OBJECTIVE 1. Count the lines of the records that contain the word "silhouetted". Give only the number.

::::

The Circus Queen Murder is a 1933 American pre-Code mystery film directed by Roy William Neill and starring Adolphe Menjou, Donald Cook and Greta Nissen. It is the sequel to the 1932 film The Night Club Lady in which Menjou had also starred as Thatcher Colt.  The film is based on a story by "Anthony Abbott", a pseudonym used by Fulton Oursler.

Plot
New York Police Commissioner Thatcher Colt (Adolphe Menjou) decides to take a vacation after six years of fighting crime, accompanied by his attractive secretary, Miss Kelly (Ruthelma Stevens). On the train to their destination, they spot a rundown circus, "The Greater John T Rainey Shows", heading to the same place. The circus is home to a love triangle: Josie La Tour (Greta Nissen), her husband Flandrin  (Dwight Frye) (whom she is intent on divorcing), and her lover The Great Sebastian (Donald Cook (actor)), all three trapeze performers.

Jim Dugan (Harry Holman), the circus's press agent, recognizes his old friend Colt as the circus parades through town and gives him and Kelly free passes. Josie La Tour's horse is spooked and runs away with her; La Tour escapes unharmed.

::::

OBJECTIVE 2. In the text about The Circus Queen Murder, condense the paragraph beginning "New York Police Commissioner Thatcher Colt" into a short bulleted list that keeps its main facts.

GIVEN DATA.

::::

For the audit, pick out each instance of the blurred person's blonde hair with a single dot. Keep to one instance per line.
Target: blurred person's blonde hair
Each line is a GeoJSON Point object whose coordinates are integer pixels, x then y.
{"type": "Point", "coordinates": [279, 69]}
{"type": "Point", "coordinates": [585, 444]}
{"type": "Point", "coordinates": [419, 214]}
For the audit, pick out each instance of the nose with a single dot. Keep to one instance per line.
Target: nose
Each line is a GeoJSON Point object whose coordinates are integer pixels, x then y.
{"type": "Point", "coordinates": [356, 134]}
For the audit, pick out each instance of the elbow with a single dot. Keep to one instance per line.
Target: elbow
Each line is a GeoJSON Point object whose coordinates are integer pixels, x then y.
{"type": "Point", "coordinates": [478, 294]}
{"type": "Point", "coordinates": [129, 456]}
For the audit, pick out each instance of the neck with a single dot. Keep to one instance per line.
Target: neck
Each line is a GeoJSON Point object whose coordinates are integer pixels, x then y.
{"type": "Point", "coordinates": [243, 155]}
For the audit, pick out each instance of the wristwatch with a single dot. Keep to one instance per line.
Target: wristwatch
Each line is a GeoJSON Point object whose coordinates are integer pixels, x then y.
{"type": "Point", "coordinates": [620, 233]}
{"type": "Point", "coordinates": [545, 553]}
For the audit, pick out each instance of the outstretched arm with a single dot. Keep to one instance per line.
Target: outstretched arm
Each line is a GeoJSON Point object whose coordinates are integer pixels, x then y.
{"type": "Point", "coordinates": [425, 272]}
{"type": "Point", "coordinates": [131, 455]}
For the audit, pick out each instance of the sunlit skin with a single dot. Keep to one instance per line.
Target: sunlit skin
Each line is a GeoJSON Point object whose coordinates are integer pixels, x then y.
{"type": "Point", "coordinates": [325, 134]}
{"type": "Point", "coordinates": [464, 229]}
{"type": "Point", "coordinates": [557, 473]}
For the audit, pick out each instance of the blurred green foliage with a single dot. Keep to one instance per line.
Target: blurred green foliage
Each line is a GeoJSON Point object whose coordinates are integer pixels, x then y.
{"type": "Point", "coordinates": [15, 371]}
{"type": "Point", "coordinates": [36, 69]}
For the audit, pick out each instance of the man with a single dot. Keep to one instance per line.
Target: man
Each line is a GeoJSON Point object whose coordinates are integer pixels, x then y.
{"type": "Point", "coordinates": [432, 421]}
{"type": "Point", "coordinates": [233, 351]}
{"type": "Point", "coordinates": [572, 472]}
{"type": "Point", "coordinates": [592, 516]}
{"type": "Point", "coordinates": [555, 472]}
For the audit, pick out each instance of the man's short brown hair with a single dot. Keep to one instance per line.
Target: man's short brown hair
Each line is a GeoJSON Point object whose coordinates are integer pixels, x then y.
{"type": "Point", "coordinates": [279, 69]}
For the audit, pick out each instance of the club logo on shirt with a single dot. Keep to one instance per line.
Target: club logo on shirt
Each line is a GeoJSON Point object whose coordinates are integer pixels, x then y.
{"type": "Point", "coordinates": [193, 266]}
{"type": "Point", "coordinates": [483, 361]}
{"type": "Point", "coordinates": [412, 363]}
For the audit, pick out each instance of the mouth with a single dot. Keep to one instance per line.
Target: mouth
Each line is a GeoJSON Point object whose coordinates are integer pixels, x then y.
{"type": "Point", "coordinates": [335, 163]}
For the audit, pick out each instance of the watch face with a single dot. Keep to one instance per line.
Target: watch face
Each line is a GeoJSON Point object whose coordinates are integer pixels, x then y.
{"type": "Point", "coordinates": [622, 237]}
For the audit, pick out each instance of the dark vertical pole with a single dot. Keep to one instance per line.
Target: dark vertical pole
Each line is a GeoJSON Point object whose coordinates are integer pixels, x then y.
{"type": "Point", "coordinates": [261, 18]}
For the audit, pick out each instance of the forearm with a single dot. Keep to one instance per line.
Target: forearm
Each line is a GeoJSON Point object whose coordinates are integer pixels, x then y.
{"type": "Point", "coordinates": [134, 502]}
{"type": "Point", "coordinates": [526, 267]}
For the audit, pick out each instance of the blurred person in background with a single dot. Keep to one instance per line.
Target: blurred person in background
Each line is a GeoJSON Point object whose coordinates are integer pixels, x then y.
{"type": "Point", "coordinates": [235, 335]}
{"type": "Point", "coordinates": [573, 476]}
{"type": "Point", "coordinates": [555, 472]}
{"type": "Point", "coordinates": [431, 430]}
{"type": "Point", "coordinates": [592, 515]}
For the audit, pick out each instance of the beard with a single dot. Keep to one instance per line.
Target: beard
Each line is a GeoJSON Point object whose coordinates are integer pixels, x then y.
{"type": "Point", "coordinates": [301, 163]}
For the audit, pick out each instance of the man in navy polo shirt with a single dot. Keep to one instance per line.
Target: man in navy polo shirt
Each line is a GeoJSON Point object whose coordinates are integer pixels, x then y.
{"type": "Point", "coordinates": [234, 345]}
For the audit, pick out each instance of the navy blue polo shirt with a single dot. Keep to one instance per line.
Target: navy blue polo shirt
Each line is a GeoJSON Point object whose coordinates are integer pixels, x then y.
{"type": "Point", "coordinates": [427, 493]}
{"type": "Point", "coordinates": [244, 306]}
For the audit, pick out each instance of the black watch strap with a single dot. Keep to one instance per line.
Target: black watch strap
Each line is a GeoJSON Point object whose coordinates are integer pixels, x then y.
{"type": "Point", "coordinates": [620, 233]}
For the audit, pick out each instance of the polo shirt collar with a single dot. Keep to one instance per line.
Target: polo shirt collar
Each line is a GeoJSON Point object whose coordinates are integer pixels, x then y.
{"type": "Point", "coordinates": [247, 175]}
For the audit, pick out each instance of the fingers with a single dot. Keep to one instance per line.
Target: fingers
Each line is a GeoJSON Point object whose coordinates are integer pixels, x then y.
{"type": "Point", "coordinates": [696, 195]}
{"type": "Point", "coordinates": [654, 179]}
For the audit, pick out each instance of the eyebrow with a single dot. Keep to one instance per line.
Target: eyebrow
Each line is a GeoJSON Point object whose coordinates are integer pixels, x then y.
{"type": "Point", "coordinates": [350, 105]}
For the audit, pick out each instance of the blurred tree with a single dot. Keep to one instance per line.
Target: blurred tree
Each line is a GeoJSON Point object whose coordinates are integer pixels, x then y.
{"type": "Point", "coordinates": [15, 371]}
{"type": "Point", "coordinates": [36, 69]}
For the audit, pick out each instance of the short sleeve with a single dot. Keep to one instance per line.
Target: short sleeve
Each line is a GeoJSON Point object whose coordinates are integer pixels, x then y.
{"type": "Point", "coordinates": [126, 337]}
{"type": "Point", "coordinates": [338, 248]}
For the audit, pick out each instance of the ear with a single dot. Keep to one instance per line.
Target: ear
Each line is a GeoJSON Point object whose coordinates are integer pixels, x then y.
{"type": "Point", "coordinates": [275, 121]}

::::

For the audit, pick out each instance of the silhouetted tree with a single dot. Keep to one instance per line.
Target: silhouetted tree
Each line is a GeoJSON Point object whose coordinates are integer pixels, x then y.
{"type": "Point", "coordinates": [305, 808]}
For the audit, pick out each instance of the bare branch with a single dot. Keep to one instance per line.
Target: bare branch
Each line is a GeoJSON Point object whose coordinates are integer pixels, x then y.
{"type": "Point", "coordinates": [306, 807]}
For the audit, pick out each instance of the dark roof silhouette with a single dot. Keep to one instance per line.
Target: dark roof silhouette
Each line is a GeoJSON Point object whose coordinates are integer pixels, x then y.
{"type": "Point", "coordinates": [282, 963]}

::::

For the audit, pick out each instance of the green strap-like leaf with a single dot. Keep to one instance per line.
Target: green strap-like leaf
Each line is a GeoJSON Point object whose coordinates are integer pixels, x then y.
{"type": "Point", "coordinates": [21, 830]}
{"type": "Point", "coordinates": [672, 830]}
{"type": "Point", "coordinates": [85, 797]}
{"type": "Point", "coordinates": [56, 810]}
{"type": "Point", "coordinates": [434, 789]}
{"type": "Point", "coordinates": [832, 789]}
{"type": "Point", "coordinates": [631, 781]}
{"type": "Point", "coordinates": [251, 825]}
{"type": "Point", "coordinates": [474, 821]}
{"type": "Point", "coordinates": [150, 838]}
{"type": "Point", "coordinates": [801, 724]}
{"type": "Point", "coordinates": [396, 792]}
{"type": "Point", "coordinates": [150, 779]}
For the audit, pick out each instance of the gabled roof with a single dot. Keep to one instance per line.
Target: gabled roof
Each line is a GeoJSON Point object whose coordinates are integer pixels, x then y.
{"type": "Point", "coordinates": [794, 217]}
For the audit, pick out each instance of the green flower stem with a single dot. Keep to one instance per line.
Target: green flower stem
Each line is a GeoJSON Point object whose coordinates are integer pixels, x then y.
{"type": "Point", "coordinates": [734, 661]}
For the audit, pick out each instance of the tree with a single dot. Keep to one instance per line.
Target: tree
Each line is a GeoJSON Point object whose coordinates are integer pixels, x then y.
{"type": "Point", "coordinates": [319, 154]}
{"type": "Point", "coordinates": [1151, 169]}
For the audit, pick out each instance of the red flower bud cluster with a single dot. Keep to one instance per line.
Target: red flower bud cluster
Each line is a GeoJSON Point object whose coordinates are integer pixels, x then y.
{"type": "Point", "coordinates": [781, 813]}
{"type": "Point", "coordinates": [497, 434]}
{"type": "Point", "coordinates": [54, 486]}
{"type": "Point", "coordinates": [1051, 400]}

::::

EXPECTED OUTPUT 1. 2

EXPECTED OUTPUT 2.
- New York Police Commissioner Thatcher Colt takes a vacation after six years of fighting crime. His secretary, Miss Kelly, goes with him.
- On the train, they spot a rundown circus, "The Greater John T Rainey Shows," heading to the same place.
- The circus holds a love triangle among three trapeze performers: Josie La Tour, her husband Flandrin (whom she plans to divorce), and her lover The Great Sebastian.